### Extract provided
5th Speaker of Mysore Legislative Assembly
- In office 15 March 1962 – 6 June 1968
- Preceded by: S. R. Kanthi
- Succeeded by: S. D. Kotavale

Member of the Mysore Legislative Assembly
- In office 1962–1968
- Preceded by: Ratnavarma Hegde
- Succeeded by: K. Subramanya Gowda
- Constituency: Belthangady
- In office 1 November 1956 – 1 April 1957
- Preceded by: Himself
- Succeeded by: K. Nagappa Alva
- Constituency: Panemangalore
- In office 1957–1962
- Preceded by: L. C. Pais
- Succeeded by: Manel Srinivas Nayak
- Constituency: Mangalore City

Member of the Madras Legislative Assembly
- In office 1 April 1952 – 31 October 1956
- Preceded by: Position Established
- Succeeded by: Himself
- Constituency: Panemangalore

Personal details
- Born: 1895 Bantwal, Madras Presidency, British India, (now in Bantwal, Karnataka, India)
- Died: 1968 (aged 72–73) Mysore state, India
- Spouse: Sharada
- Education: BA, LLB

= Bantwal Vaikunta Baliga =

Indian politician and lawyer

Bantwal Vaikunta Baliga (1895–1968) was an Indian lawyer who played an active role in Indian governance and politics. He was actively involved in India’s struggle for freedom, sometimes working personally with Mahatma Gandhi. He was elected as MLA and subsequently became the Law Minister and Speaker of the Mysore State Assembly. His term as Speaker spanned from March 1962 to June 1968. He is remembered for his parliamentary acumen, knowledge of legislative business, and understanding of parliamentary procedure. As the Speaker he was known to be very strict in conducting the House proceedings.

He was also the founder president of Karnataka Library Association.

The Vaikunta Baliga College of Law was established in the year 1957 and is named after Late Sri. Bantwal Vaikunta Baliga, a legal luminary and then minister of Law, Government of Mysore.

Baliga was born to a Konkani people family on 10 April 1895 at Bantwal, sixteen miles from Mangalore. He did his early schooling in the Venkataramana school, and the Basel Evangelical Mission school in Mangalore. After clearing his intermediate examinations in Arts from St. Aloysius College, he went to Madras for higher education and passed from the Pachaiyappa's College Chennai and the University Examinations securing MacDonald Gold Medal for the year 1916-17. He studied Law at the Law College at Madras and set up practice in Mangalore.

(Source data)

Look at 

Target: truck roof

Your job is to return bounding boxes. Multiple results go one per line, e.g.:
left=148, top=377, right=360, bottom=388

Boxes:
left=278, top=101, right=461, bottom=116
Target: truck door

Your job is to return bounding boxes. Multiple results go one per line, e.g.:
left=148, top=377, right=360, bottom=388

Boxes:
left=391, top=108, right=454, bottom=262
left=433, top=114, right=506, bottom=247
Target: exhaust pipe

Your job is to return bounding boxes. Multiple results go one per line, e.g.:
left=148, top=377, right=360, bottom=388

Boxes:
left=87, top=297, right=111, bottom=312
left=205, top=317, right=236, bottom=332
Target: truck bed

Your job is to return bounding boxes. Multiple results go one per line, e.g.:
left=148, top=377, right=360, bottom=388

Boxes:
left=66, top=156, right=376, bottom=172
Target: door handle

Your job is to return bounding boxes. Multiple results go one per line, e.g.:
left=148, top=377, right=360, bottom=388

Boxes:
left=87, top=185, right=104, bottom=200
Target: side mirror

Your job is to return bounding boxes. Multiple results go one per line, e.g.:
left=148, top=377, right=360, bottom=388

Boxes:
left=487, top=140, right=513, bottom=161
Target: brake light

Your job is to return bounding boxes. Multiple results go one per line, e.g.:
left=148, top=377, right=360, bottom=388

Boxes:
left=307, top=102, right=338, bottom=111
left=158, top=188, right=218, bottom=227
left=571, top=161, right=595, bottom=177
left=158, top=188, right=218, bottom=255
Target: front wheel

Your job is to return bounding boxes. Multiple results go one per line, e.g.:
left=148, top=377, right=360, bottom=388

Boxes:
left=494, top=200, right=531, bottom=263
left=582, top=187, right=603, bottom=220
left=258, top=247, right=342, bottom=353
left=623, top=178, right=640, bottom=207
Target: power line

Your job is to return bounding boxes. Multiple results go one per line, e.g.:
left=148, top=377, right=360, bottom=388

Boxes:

### About this task
Please print the passage of the Bantwal Vaikunta Baliga biography from "Indian politician and" to "Government of Mysore.". The items are separate material and stand apart from the biography.

### Your solution
Indian politician and lawyer

Bantwal Vaikunta Baliga (1895–1968) was an Indian lawyer who played an active role in Indian governance and politics. He was actively involved in India’s struggle for freedom, sometimes working personally with Mahatma Gandhi. He was elected as MLA and subsequently became the Law Minister and Speaker of the Mysore State Assembly. His term as Speaker spanned from March 1962 to June 1968. He is remembered for his parliamentary acumen, knowledge of legislative business, and understanding of parliamentary procedure. As the Speaker he was known to be very strict in conducting the House proceedings.

He was also the founder president of Karnataka Library Association.

The Vaikunta Baliga College of Law was established in the year 1957 and is named after Late Sri. Bantwal Vaikunta Baliga, a legal luminary and then minister of Law, Government of Mysore.